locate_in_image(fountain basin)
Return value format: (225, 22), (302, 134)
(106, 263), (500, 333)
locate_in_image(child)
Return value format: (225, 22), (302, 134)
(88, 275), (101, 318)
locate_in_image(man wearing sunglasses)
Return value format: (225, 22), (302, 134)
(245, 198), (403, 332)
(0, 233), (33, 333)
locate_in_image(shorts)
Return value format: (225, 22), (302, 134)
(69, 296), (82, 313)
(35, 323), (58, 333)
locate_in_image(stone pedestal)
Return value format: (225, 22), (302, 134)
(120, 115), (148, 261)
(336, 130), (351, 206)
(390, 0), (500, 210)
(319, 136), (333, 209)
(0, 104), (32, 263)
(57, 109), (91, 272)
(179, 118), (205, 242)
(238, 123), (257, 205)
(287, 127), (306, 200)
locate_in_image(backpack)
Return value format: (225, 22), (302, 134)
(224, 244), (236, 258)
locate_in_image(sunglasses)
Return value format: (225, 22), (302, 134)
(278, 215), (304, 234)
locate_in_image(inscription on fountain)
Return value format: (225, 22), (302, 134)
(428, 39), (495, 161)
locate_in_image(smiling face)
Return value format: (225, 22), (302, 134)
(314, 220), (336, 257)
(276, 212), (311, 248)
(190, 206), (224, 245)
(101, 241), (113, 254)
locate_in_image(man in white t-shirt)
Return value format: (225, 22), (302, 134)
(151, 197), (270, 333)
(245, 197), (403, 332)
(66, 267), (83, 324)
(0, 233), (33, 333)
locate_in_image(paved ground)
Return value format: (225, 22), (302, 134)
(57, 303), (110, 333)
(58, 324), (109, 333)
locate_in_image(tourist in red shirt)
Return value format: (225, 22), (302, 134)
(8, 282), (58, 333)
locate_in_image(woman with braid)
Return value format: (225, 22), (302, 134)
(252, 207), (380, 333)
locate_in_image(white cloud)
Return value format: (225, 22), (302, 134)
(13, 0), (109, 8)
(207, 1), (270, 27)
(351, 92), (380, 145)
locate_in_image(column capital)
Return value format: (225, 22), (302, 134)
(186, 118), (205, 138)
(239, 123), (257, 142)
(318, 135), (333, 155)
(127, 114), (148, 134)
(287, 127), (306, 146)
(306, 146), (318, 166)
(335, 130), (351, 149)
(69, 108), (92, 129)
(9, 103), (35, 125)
----------
** Short exercise **
Rewrite only the stretch of data from the line containing "locate_in_image(white cloud)" through the end of the data, requests included. Scale every box coordinate in the answers by 1.9, rounding to whole numbers with halves going up, and keep the numbers in the requests and their format lines as they are.

** Response for this exercise **
locate_in_image(white cloud)
Return value format: (225, 22), (302, 134)
(25, 0), (207, 15)
(393, 2), (513, 51)
(667, 175), (722, 276)
locate_in_image(column capital)
Return value format: (225, 22), (302, 134)
(353, 224), (390, 262)
(454, 234), (488, 270)
(604, 257), (633, 295)
(241, 217), (281, 255)
(545, 241), (581, 277)
(581, 277), (604, 315)
(637, 247), (667, 283)
(131, 205), (175, 245)
(17, 196), (67, 238)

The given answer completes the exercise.